#### What this task involves:
What lines of the data below hold the string "instance"? Copy each one.

Records for processing Start Marker

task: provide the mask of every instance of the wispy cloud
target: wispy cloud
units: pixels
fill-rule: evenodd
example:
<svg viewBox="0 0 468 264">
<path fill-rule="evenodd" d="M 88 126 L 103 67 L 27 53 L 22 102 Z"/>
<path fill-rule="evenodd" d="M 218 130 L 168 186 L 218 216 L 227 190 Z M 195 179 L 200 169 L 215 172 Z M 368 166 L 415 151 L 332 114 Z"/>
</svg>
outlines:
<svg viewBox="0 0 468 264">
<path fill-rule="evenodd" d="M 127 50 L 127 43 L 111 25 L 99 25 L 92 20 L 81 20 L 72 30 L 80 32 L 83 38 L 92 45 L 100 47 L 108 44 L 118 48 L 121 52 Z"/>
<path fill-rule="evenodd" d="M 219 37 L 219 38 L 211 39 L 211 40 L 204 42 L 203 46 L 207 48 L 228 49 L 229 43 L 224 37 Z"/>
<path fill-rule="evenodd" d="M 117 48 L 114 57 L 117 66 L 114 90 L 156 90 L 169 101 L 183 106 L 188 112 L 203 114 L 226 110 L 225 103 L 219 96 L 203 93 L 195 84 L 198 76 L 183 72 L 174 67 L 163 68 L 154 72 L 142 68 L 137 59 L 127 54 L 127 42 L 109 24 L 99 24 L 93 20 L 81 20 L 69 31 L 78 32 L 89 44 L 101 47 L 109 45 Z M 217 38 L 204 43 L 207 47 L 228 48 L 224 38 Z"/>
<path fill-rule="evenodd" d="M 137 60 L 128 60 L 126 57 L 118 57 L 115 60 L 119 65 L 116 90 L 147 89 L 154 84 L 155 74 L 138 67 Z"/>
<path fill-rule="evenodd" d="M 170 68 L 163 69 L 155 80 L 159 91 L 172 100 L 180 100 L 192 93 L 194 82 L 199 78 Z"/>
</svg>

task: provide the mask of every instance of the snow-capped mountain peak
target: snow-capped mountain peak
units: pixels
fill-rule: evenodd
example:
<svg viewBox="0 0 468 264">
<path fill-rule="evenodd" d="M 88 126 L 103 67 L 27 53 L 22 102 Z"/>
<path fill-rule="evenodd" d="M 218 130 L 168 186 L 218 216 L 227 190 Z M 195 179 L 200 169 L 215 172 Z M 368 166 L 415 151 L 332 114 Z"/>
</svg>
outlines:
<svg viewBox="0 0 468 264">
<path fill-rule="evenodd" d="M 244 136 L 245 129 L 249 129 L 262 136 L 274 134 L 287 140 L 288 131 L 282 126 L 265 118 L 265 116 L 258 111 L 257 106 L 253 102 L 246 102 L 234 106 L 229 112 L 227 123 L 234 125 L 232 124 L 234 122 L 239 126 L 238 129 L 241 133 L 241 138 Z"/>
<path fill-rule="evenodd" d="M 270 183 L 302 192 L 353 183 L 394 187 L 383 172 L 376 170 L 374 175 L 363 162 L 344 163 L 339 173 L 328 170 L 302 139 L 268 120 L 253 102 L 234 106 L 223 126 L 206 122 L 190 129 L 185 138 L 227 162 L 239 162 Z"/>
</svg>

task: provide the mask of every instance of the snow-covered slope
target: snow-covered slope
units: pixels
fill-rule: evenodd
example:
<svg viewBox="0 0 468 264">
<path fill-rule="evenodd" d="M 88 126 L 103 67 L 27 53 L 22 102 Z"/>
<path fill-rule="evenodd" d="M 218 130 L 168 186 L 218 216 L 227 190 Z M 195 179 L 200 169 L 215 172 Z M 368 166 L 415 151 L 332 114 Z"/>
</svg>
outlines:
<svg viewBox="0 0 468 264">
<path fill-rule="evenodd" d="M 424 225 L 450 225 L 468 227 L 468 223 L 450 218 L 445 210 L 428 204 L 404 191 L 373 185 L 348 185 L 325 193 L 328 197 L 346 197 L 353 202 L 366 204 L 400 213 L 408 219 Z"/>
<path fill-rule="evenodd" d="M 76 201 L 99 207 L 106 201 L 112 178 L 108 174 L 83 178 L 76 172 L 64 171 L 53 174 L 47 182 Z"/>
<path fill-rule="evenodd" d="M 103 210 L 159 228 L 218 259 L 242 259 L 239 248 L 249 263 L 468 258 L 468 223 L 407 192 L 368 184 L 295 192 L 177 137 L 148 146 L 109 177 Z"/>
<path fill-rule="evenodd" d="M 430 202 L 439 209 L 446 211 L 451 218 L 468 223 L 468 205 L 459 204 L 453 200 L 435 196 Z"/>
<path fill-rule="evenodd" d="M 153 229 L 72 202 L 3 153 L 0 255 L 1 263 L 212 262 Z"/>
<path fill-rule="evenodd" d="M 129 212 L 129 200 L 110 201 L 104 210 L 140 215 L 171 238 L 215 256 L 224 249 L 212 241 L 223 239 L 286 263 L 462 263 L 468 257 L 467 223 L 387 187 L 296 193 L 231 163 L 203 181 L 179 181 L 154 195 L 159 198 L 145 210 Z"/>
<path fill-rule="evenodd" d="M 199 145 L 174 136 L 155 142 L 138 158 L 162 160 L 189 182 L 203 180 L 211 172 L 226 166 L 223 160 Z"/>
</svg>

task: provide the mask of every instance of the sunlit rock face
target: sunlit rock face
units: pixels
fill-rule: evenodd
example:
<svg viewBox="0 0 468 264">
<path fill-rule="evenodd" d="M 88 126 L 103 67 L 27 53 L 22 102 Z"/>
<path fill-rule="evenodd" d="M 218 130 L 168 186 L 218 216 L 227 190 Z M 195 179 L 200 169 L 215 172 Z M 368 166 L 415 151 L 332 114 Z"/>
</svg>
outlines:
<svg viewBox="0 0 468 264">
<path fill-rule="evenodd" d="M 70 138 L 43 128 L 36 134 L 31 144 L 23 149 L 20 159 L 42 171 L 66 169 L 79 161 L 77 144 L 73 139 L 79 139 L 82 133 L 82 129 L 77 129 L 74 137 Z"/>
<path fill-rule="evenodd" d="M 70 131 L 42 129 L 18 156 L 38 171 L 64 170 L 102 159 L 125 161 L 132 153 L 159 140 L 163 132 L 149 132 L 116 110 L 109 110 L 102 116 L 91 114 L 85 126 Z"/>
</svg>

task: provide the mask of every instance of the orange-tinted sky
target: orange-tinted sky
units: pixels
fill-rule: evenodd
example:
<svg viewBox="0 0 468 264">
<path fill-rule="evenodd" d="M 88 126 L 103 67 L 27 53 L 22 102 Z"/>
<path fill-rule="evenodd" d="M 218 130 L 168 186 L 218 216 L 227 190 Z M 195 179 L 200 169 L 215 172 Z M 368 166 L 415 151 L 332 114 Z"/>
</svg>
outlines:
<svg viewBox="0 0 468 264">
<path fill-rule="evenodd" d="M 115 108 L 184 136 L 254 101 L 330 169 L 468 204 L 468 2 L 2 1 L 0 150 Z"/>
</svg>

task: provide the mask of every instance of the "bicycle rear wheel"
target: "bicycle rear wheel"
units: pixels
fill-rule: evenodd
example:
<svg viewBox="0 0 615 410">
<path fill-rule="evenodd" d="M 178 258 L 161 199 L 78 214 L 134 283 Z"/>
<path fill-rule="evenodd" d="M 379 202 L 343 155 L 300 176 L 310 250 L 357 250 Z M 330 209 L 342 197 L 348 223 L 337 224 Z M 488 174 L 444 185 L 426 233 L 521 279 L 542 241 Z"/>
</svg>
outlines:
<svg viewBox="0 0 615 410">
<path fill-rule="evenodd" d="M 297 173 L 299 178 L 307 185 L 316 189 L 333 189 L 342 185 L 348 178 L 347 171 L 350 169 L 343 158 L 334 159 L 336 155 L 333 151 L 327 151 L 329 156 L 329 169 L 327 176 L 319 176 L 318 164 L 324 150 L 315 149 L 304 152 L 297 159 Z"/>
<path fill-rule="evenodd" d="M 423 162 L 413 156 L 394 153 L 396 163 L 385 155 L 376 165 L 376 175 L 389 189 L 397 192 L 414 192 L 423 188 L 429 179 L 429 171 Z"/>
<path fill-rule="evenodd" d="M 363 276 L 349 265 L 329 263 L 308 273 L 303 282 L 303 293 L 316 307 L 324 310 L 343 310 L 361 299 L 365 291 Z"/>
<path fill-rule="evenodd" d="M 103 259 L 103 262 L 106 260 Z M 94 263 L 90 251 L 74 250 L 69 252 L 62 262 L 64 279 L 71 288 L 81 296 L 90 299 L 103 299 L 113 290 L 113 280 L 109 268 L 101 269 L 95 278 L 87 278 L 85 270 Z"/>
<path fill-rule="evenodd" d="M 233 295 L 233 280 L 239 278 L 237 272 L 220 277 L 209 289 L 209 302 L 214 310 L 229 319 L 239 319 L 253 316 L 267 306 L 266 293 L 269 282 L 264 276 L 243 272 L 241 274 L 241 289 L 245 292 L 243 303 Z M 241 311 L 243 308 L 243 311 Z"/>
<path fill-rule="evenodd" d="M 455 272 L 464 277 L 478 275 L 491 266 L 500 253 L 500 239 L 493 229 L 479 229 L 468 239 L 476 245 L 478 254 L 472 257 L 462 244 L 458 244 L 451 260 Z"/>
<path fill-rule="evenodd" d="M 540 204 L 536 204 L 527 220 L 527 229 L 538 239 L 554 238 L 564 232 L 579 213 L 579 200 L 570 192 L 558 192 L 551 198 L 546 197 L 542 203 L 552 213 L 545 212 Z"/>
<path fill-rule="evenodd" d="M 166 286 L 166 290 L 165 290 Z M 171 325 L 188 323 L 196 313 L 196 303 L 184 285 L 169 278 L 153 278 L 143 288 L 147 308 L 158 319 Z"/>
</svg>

Records for processing End Marker

#### Response for this exercise:
task: provide the mask of every instance of the wispy cloud
task: provide the mask of every instance of the snow-capped mountain peak
task: provide the mask of every instance of the snow-covered slope
task: provide the mask of every instance of the sunlit rock face
task: provide the mask of every instance of the orange-tinted sky
task: provide the mask of every instance of the "bicycle rear wheel"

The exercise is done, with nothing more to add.